What is required:
Each of the entries should be retyped precisely as it appears.
______________________________
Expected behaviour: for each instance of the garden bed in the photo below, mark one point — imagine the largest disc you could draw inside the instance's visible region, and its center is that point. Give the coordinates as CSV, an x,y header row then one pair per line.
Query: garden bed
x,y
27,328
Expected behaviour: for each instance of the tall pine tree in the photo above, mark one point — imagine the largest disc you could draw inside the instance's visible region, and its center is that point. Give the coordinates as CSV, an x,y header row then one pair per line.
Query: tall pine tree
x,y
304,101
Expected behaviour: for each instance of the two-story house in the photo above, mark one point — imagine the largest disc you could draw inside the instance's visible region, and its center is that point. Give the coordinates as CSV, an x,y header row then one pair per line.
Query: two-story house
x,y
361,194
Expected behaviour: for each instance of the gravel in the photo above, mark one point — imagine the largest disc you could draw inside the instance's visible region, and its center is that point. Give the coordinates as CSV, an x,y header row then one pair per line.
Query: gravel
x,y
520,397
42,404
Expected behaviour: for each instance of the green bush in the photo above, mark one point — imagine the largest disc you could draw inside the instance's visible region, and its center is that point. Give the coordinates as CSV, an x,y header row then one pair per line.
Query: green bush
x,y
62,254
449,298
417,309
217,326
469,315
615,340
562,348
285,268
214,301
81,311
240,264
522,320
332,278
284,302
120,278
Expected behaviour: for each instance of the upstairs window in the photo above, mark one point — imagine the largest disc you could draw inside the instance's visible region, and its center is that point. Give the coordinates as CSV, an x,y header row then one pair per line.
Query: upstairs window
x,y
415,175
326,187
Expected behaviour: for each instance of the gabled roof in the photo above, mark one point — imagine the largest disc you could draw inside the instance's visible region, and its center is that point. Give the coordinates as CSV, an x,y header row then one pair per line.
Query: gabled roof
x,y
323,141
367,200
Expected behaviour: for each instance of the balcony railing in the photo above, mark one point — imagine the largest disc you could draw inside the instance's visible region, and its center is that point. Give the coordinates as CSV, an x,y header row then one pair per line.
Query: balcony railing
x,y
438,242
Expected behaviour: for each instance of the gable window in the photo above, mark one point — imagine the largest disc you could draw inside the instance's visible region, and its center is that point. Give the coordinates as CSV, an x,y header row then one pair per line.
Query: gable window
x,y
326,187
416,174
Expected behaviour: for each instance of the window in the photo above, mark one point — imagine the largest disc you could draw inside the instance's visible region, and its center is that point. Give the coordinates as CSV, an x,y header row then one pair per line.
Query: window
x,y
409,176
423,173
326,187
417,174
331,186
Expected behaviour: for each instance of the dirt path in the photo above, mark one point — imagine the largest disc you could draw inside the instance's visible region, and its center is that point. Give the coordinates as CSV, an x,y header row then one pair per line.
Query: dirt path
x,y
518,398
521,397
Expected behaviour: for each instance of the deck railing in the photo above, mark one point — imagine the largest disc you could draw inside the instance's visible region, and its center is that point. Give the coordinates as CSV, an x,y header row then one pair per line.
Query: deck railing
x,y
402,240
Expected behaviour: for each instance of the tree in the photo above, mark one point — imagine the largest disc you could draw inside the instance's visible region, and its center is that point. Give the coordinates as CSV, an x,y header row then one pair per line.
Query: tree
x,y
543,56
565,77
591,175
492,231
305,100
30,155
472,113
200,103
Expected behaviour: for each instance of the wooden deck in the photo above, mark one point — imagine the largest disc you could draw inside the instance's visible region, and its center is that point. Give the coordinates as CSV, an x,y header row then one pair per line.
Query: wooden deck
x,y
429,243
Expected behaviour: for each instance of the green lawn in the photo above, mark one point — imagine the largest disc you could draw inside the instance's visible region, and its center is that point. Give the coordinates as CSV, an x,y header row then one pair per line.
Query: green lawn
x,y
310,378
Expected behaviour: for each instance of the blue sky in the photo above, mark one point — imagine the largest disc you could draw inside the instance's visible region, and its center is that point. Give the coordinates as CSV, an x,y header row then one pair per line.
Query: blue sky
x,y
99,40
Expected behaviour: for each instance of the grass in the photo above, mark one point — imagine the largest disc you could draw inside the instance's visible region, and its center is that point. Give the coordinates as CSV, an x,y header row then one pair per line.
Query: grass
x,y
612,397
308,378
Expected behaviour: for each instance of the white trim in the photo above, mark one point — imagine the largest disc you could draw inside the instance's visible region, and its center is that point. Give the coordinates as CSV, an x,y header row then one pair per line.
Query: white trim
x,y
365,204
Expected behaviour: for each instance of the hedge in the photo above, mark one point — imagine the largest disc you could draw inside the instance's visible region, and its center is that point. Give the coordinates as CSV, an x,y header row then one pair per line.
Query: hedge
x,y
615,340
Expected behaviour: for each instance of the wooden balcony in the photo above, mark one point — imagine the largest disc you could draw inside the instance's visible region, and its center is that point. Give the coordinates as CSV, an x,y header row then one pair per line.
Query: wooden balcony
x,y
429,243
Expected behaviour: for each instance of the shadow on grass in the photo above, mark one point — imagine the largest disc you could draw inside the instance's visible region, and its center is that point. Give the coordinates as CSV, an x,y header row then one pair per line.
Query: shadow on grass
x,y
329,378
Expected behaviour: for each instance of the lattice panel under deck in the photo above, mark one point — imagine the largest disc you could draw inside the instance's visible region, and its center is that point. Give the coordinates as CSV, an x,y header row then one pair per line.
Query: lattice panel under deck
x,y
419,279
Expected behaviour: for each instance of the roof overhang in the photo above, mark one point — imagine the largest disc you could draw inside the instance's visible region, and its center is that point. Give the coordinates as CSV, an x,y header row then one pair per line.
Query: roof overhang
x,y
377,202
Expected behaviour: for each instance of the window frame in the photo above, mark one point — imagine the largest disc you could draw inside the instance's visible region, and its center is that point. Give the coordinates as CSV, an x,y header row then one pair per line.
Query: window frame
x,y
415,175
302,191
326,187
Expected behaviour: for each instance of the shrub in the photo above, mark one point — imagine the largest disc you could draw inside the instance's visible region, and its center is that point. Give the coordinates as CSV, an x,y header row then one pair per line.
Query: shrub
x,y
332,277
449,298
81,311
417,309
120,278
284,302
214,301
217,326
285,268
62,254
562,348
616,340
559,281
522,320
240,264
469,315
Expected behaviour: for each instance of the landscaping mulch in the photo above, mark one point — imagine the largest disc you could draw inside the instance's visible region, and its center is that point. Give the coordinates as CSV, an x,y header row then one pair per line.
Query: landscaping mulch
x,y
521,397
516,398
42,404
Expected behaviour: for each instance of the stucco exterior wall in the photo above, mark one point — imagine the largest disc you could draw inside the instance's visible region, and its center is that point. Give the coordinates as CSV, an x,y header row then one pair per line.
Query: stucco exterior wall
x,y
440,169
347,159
______________________________
Answer to the problem:
Expected behaviour: for each instance of the garden bed in the photo below, mark one point — imagine the largest disc you could draw inside the instance's visible region, and its center is that point. Give the coordinates as CSV, an x,y header row then one pair per line.
Query: garden bed
x,y
27,328
Expected behaviour: for each instance of the tall pine tree in the photo above, mark one point — imagine the largest disc you could draw inside the instance's visible region, and its center is that point. Give the coordinates as CSV, an x,y header row then one pair per line.
Query: tall pine tree
x,y
304,101
Expected behaviour: for each instance of the two-story house in the photo above, mark one point — imagine the largest disc you could draw inside the instance's visible region, and its center is that point. Give the coordinates as CSV, an x,y header row then one pair per line.
Query: two-story house
x,y
361,194
Expected behaviour: for each instance of the gravel in the photo above, mark one point — imagine the largest disc you could draw inside the instance's visible region, and its center is that point. Give the coordinates as CSV, an x,y header row then one pair per line.
Query: gravel
x,y
520,397
42,404
Expected behaviour: for each instance of the green bush in the photo above, mark one point — imagine the largest disc you could draw inside the instance's visible region, and its center is that point. Give the coordinates as CSV, an x,y header row then one pair per line.
Query: green bush
x,y
62,254
449,298
417,309
217,326
469,315
615,340
562,348
285,268
214,301
81,311
240,264
522,320
332,278
284,302
120,278
Expected behaviour: for each instance of the upstairs window in the photo above, mark one point — imagine the largest disc you could draw inside the instance's visible region, and its center is that point. Give the coordinates as CSV, an x,y header row then one pair per line.
Query: upstairs window
x,y
415,175
326,187
Expected behaviour: for each instance of the gabled roof in the photo above, mark one point — imagine the largest disc you could draw inside the instance's visible region, and its center is that point. Give the coordinates as CSV, an x,y header row then one pair per line.
Query: gabled roof
x,y
323,141
367,200
Expected behaviour: for each instance of the balcony railing in the photo above, mark one point — imagine the largest disc you could draw inside the instance's visible region, and its center is that point. Give the coordinates as CSV, an x,y header row then one pair per line.
Query: balcony railing
x,y
438,242
Expected behaviour: for each instance of the gable window in the photo above, mark one point — imagine the largest disc you could draw inside the instance's visible region, and its center is that point. Give the coordinates as CSV, an x,y header row then one pair per line.
Query: gable window
x,y
326,187
416,174
Expected behaviour: for each instance of the window in the photo above, mark one point — imagine the largest disc you could draw inside the instance's visible region, and its center is that point. Give the coordinates as CSV, an x,y header row then one pair per line.
Query: window
x,y
409,176
423,173
326,187
417,174
331,186
Expected behaviour: for each instance of the dirt path in the photo above, mark one point — imagine the largest disc you could draw inside the instance's visible region, and its center is that point. Give the coordinates as CSV, an x,y header row then one pair per line.
Query: dirt path
x,y
518,398
521,397
Expected behaviour: for each instance of the deck railing in the photo above, mark one point — imagine the largest disc you could draw inside the instance's visible region, and its center is that point. Give the coordinates as CSV, an x,y header row then one pair per line.
Query: deck railing
x,y
402,240
Expected behaviour: for each instance of the tree in the photo above, mark one point — imagine the largest disc you could draw inside the instance's visible region, and its center is that point. Give the coordinates as CSV, an x,y header row then one pair per line.
Query: tree
x,y
543,56
565,77
591,175
492,231
305,100
30,155
472,113
200,103
Expected behaviour: for each instance of the wooden deck in the photo above, mark one point — imagine the largest disc you could draw inside the instance's visible region, and its center is that point. Give the coordinates as CSV, an x,y header row then one pair per line.
Query: wooden deck
x,y
429,243
Expected behaviour: for each instance of the green lawn in the photo above, mark one point — imagine the largest disc you could draw inside the instance's visible region, and its center is that point. Give the coordinates as CSV, an x,y header row then one pair per line.
Query: green lawn
x,y
310,378
Expected behaviour: for each instance of the blue sky in the photo above, mark one point — imagine the largest disc you could draw inside the instance's visible region, and its center is that point. Give the coordinates as CSV, an x,y header row then one pair per line.
Query: blue sky
x,y
99,40
Expected behaviour: for each instance of the grass in the photo above, mark one point — imagine the largest disc you could draw inside the instance's visible region, and its center is that point. Give the coordinates as CSV, an x,y header row then one pair per line.
Query: grass
x,y
612,397
308,378
Expected behaviour: for each instance of the white trim in the photo above, mark one point — imagine the largest disc you could draw inside the instance's visible region, and its center is that point. Give the coordinates as CSV, an x,y header row then one pair per line.
Query: white trim
x,y
365,204
Expected behaviour: for each instance of the hedge in the photo above, mark one point — imagine the largest disc you could draw inside the instance's visible region, and its center is that point. Give the coordinates as CSV, an x,y header row then one pair per line.
Query: hedge
x,y
615,340
Expected behaviour: for each instance of the wooden balcony in the photo above, mark one point — imagine the largest disc you could draw inside the instance's visible region, and its center is that point. Give the coordinates as CSV, an x,y header row then one pair per line.
Query: wooden balcony
x,y
429,243
Expected behaviour: for each instance of the shadow on grass in the photo above, mark one point — imagine the largest disc you could draw inside the instance's visible region, and its center is that point. Give the coordinates as CSV, an x,y header row then one pair per line.
Query: shadow on grass
x,y
329,378
Expected behaviour: for each instance of the lattice panel under deck in the photo above, mark one point — imagine the largest disc you could draw inside the instance's visible region, and its center is that point. Give the coordinates as CSV, an x,y header row then one pair per line.
Query: lattice panel under deck
x,y
419,279
Expected behaviour: for each instance of the roof overhang in the photo above, mark one point — imagine the largest disc you could draw inside the instance's visible region, and its center is that point. Give the coordinates as CSV, an x,y header row then one pair per line.
Query: roof overhang
x,y
377,202
Expected behaviour: for each instance of the window frame in the photo above, mark one point — imagine the largest disc you could draw inside the instance's visible region, and its center is that point. Give the coordinates as CSV, an x,y header row then one pair per line.
Query: window frame
x,y
415,175
302,191
326,187
Expected behaviour: for each instance of the shrub in the photo above, mark one point — imagine the largest disc you could draw inside the instance's visible region, and its center is that point. Give the coordinates as CSV, an x,y header row then one pair per line.
Query: shrub
x,y
332,277
449,298
81,311
417,309
120,278
284,302
214,301
217,326
285,268
62,254
562,348
616,340
559,281
522,320
240,264
469,315
Expected behaviour: for each instance of the landscaping mulch in the photo above, mark one point — imagine the largest disc you could draw inside the instance's visible region, and its center is that point. Give the coordinates as CSV, an x,y header row then one pair per line.
Query: landscaping mulch
x,y
521,397
516,398
42,404
Expected behaviour: for each instance of the stucco exterior wall in the photo above, mark one point — imagine the largest disc you could draw inside the instance's visible region, and its center is that point. Give the coordinates as CSV, an x,y header row then one pair per line.
Query: stucco exterior wall
x,y
440,169
347,159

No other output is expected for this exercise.